* Part of a data file *

━━━━━━━━

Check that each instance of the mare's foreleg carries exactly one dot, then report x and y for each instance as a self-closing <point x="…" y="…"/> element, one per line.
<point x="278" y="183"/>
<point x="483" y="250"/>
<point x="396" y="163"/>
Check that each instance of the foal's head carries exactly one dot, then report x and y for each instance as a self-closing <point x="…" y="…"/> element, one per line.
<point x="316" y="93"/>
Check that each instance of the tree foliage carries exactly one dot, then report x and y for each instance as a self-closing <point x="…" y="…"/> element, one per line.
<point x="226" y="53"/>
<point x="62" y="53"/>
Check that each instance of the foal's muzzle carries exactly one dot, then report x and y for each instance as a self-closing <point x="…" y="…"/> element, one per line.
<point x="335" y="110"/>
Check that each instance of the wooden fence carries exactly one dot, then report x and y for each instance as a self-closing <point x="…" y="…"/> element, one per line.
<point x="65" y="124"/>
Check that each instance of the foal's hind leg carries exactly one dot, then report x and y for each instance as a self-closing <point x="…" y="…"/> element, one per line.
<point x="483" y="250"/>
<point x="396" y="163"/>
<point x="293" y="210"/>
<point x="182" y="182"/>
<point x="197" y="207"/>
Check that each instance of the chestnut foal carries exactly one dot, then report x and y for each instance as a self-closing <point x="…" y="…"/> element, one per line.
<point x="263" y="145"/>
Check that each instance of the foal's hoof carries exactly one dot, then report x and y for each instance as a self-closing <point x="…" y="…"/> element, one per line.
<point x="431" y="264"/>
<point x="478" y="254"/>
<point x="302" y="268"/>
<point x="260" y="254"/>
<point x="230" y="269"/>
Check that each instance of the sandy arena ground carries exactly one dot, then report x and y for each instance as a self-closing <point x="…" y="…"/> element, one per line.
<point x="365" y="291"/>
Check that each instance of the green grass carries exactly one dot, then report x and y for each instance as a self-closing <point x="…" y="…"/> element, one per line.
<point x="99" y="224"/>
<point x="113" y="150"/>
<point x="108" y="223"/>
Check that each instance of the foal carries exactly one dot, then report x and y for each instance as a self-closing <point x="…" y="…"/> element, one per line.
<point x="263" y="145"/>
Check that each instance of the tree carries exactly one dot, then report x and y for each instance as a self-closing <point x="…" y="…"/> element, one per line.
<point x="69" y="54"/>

━━━━━━━━

* EXERCISE DESCRIPTION *
Copy out all the entries shown above, character for character.

* RESPONSE TO THE TASK *
Check that each instance of the mare's foreleg carries exactly one dot, then report x and y for each instance as a self-closing <point x="…" y="…"/> element, one per line.
<point x="278" y="183"/>
<point x="483" y="250"/>
<point x="396" y="163"/>
Check that each instance of the foal's head carries exactly one dot, then report x and y for each instance as a self-closing <point x="…" y="…"/> element, one per line.
<point x="316" y="93"/>
Check that each instance of the tree foliage carries exactly one dot, then report x and y for each instance as a self-closing <point x="…" y="…"/> element, one per line.
<point x="226" y="53"/>
<point x="62" y="53"/>
Check that each instance of the foal's muzzle carries exactly one dot, then report x and y for each instance as a self-closing <point x="…" y="…"/> element, one per line.
<point x="335" y="110"/>
Check that each instance of the wooden fence carries exactly one dot, then report x and y for each instance as a self-closing <point x="…" y="…"/> element, one per line.
<point x="65" y="124"/>
Check that each instance of the foal's hind leg carries exactly one dot, then report x and y for each instance as a self-closing <point x="…" y="…"/> element, one per line.
<point x="483" y="250"/>
<point x="396" y="163"/>
<point x="293" y="210"/>
<point x="182" y="182"/>
<point x="197" y="207"/>
Check that each instance of the chestnut foal carries exactly one dot, then report x and y for each instance as a self-closing <point x="…" y="…"/> element, one per line.
<point x="263" y="145"/>
Check that each instance of the foal's hoof carries exactly one dot, then report x and y for each instance as a self-closing <point x="…" y="…"/> element, one per line.
<point x="431" y="264"/>
<point x="478" y="254"/>
<point x="302" y="268"/>
<point x="260" y="254"/>
<point x="230" y="269"/>
Check that each instance of the sandy arena ground carries exactly one dot, then report x and y for each instance as a self-closing <point x="…" y="…"/> element, one per line.
<point x="365" y="291"/>
Check that each instance of the green grass carries exactly one dot, then report x and y for each instance as a self-closing <point x="…" y="…"/> element, one per line.
<point x="99" y="224"/>
<point x="113" y="150"/>
<point x="108" y="223"/>
Check that each instance of the foal carries exactly one dot, then report x and y for each instance as a self-closing <point x="…" y="…"/> element, one per line.
<point x="263" y="145"/>
Check that each instance of the tree carries exactly one dot, then report x and y for each instance as a self-closing <point x="…" y="…"/> element, one per line.
<point x="69" y="54"/>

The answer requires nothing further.